(Items from a dataset)

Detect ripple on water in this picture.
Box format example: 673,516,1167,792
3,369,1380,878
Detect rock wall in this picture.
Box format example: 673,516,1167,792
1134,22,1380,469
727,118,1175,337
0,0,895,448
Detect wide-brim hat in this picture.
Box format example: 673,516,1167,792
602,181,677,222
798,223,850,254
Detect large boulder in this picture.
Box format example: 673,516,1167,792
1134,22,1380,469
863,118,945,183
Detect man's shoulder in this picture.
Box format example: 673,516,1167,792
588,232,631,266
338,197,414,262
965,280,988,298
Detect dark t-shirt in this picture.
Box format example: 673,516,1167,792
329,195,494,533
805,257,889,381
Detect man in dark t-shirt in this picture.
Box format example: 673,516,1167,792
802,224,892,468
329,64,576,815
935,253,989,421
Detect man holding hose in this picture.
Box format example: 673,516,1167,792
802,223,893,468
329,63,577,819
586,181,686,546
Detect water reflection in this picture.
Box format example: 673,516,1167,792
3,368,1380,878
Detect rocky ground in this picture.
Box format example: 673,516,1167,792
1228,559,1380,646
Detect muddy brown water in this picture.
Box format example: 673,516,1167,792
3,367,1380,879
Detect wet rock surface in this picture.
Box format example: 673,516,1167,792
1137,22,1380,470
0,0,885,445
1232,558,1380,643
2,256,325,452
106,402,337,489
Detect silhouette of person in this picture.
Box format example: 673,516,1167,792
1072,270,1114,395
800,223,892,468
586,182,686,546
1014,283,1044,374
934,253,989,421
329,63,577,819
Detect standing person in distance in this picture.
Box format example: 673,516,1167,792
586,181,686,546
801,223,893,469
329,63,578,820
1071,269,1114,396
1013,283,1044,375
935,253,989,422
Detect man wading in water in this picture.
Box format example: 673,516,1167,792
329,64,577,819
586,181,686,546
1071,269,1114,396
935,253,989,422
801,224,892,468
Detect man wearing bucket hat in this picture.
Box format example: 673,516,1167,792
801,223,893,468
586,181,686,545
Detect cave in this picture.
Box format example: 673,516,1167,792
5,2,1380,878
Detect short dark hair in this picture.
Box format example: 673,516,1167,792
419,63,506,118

_Problem to work on_
What is needed is an exact copy of the lines from the one containing "Detect silhouette of person in this picture." to the end of the data; please add nothing else.

_Answer to the exercise_
Detect silhouette of person in this picture.
Box format example: 673,516,1167,792
1072,270,1114,395
800,223,892,468
586,182,686,546
1014,283,1044,374
934,253,989,421
329,63,577,819
Detect standing person in distance in this picture.
Box format example: 673,516,1167,792
586,181,686,546
801,223,893,469
329,63,578,820
1071,269,1114,396
1013,283,1044,375
935,253,989,422
Detect man wading in water in this picture.
Box format example: 673,516,1167,792
329,64,577,819
586,181,686,546
1071,269,1114,396
935,253,989,422
801,224,892,468
Detect man wearing bucket hat in this picture.
Box format example: 673,516,1167,792
801,223,893,468
586,181,686,545
Detect cave in this picture.
Box format example: 673,516,1167,792
5,2,1380,878
Detect short dark hair in this picture.
Box format example: 673,516,1167,792
419,63,506,118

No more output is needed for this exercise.